■ **Selected passage**
┌────────

You know what? Let’s take a break for a minute. I want to be sure to acknowledge what is explicitly stated in this poem, and what is my own inference.
With my tongue in my cheek, I’ve stated that we can’t trust poets. What I must now ask you to consider is the poet’s trust in us.
By publishing a poem, a poet is necessarily trusting a reader. I’ve had the experience of hearing stunningly unexpected interpretations of my poetry, and I can tell you that it has made me question not just my writing, but also my own sanity.
So, I want to say flat out that I am leaping and bounding here. In fact, having read the poem more than once now, and having done some research that corrected an erroneous assumption I made going into the poem, I know that my initial interpretation of “The snow in my head” was wrong.
I’m excited by the leaps, bounds and inferences I am making with this poem...
I think this poet - I think poetry in and of itself - is masterful. I love poetry. And loving poetry means reading a poem more than once, each time open to meaning - more meaning, new meaning, different, changing meaning. Only the poet can speak with absolute authority on the meaning of their poem.
Now, that said, the choice to break and start a new stanza with “of women.” is important, and demands our attention and curiosity. That much is definite, regardless of what meaning you assert to it. I think this choice also immediately demands a feminist lens. What I make of this choice is something dangerous, powerful and damning - the way educated women, resisting centuries of subjugation, are dangerous, powerful and damning. I want to also note the choice of multiplicity, of plural, once again - women, not a singular woman. Power in numbers. Power of one in evoking a multitude.
On we go.
“of women. The snow in my head rubs its faces”
Ah! The multiplicity of snow that I ferreted out earlier seems to be confirmed here. Also, the personification, the individuality: faces. Let’s look at the verb here. rubs. Ever think of snow, even personified snow, as rubbing? Not “touch,” which might be expected. rubs is completely unexpected. That’s T-E-N-S-I-O-N. I’m starting to hear “tension” as “teeeeen-SION!” as in the military “ten-HUT!” as in when you experience tension in a poem, pay attention.
Also, rubs is a choice that repeats the b sound from the first stanza.
Music. Let’s zoom out again.
“of women. The snow in my head rubs its faces
into my face, then turns and rubs its faces
on the gray cheeks of moss”

└────────

■ **Supplied information**
┌────────

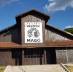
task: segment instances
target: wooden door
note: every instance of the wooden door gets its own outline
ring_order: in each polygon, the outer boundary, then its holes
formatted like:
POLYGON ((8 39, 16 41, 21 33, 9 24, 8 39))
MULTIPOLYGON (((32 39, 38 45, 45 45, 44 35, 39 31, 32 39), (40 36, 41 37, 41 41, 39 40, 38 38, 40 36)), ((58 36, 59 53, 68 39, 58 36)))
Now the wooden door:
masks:
POLYGON ((24 65, 43 64, 42 49, 24 49, 24 65))

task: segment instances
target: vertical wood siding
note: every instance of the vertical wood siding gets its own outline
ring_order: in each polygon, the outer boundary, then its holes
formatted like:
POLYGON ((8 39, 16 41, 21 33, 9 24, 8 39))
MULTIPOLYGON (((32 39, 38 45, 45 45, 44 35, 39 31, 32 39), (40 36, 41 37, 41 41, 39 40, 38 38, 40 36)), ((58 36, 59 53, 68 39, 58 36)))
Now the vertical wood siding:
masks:
POLYGON ((11 29, 0 35, 0 42, 16 42, 20 43, 20 29, 11 29))
POLYGON ((45 29, 45 41, 56 41, 56 40, 69 40, 62 34, 59 35, 57 32, 45 29))
POLYGON ((72 48, 61 48, 56 49, 56 60, 57 63, 73 63, 73 49, 72 48))

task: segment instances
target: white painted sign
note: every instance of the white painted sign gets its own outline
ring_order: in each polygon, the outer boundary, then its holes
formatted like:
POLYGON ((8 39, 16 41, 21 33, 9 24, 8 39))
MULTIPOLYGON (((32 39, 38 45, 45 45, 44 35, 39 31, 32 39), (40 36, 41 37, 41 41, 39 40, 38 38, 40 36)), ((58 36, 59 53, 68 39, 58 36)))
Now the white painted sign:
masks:
POLYGON ((42 22, 25 22, 25 43, 43 43, 42 22))

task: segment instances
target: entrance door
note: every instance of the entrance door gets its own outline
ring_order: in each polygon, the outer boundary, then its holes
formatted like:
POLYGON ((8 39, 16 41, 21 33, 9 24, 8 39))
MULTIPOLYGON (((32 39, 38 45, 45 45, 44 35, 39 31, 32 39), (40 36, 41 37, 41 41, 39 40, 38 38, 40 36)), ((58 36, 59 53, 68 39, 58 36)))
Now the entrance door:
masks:
POLYGON ((47 64, 56 64, 56 53, 54 48, 46 49, 47 64))
POLYGON ((24 49, 24 65, 43 63, 43 49, 24 49))

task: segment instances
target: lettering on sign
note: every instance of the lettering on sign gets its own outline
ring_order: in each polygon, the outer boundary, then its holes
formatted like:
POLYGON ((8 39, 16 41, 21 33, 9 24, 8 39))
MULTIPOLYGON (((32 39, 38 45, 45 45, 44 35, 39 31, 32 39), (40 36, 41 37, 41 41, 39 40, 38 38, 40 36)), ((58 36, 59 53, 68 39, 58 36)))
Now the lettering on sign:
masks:
POLYGON ((25 43, 43 43, 41 22, 25 22, 25 43))

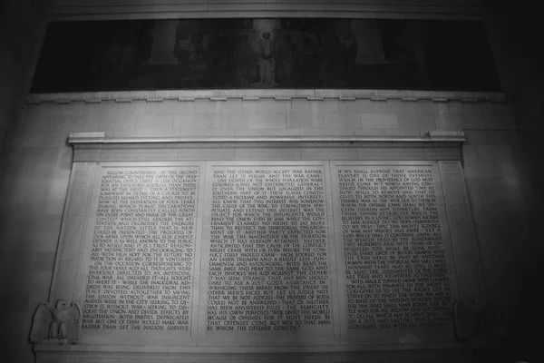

└────────

■ **What the exercise asks**
Carry the commentary on "The snow in my head" forward, picking up right after its last line. The records have nothing to do with the commentary on "The snow in my head."

■ **Reply**
Gone is the rat-tat-tat of t. Joining the slow b bassline now is the hiss of s. New stanza, starting with “of women.” New music. And, I’d argue, new mood.
What is that mood?
Well, let’s take a look. We’ve gone from touch, to rub. Rub isn’t bad per say, but it is certainly more aggressive than touch. This is perhaps confirmed by the use of into. Other choices, such as “on” or “against” might have implied something gentle, but into? Then, there’s the layered cognitive dissonance, the tension, happening here: that snow is multiple, that snow is personified, that snow rubs. Snow has become confrontational, intimate, like the homecoming queen alone in the band room with the wallflower.
Let’s quickly take a look at the snow’s last action here, then send you on your way to read the rest of this wonderful poem.
“into my face, then turns and rubs its faces
on the gray cheeks of moss”
What do we make of this turning? Is another mood change in the next stanza foreshadowed? It’s nice to think of moss as having cheeks. That’s cozy, somehow. Cheeks is a nice word. The pronunciation of ee makes you smile, if you exaggerate it, as with “cheese.”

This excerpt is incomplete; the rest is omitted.